» **What to produce**
Rewrite the lines of the items below as a Markdown table with the columns Row and Line, giving each line a row number and leaving out blank lines. Start at the line that contains "Target: brick apartment building" and end at the last line of the items.

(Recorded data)
────────────────────

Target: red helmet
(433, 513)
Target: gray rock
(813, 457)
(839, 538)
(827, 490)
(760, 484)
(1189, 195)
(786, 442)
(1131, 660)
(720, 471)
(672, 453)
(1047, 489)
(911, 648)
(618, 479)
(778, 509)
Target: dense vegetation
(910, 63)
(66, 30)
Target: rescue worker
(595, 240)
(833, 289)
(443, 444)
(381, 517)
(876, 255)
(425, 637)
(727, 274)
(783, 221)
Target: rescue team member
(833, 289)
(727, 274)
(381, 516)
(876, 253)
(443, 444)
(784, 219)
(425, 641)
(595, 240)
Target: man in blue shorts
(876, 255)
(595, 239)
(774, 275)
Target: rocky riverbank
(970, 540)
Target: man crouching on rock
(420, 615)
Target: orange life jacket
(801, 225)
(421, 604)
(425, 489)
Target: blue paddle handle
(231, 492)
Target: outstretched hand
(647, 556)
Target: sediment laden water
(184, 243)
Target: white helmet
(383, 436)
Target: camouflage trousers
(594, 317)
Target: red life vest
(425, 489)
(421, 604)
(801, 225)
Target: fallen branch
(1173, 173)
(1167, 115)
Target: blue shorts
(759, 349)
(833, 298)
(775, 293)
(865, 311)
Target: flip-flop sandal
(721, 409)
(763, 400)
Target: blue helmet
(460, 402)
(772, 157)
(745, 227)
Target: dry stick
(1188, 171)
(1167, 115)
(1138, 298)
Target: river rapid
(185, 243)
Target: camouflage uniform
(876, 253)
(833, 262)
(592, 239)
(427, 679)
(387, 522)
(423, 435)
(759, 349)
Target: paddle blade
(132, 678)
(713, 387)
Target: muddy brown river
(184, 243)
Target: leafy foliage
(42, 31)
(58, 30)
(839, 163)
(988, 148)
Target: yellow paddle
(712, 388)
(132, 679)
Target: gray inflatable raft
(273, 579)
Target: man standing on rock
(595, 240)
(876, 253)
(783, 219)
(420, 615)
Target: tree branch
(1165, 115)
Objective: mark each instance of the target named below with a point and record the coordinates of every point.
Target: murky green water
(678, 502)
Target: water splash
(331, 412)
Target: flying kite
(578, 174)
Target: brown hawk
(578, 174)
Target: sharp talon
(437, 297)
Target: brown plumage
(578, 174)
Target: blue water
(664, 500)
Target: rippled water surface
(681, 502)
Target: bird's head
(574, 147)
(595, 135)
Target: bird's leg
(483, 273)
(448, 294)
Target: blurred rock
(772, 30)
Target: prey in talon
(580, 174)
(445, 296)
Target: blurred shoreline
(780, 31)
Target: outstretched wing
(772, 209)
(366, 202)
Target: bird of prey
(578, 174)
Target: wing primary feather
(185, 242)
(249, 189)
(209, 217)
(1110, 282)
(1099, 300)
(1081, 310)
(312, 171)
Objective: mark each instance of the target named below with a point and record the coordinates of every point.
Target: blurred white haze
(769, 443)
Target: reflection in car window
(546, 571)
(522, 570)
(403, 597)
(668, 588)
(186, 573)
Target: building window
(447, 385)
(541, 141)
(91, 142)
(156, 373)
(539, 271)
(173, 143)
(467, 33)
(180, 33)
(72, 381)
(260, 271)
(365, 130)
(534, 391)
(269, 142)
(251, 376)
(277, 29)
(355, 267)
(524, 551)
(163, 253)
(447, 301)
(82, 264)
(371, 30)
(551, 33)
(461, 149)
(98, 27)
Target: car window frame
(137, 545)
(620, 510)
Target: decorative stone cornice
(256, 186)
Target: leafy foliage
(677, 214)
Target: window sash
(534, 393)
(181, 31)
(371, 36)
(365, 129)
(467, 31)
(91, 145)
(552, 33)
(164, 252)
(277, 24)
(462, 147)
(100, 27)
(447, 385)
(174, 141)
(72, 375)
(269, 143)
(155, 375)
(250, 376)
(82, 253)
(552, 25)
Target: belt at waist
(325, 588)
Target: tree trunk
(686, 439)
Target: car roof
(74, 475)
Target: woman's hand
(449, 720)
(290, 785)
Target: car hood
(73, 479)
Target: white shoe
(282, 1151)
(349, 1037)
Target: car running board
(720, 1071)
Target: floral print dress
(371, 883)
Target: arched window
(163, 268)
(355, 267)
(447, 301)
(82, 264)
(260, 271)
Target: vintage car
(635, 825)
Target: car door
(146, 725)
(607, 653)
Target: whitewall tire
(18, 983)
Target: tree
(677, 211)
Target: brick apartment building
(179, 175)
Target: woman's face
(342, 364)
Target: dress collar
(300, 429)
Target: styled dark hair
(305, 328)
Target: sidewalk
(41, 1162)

────────────────────

» **Response below**
| Row | Line |
|---|---|
| 1 | Target: brick apartment building |
| 2 | (179, 175) |
| 3 | Target: woman's face |
| 4 | (342, 364) |
| 5 | Target: dress collar |
| 6 | (300, 429) |
| 7 | Target: styled dark hair |
| 8 | (305, 328) |
| 9 | Target: sidewalk |
| 10 | (41, 1162) |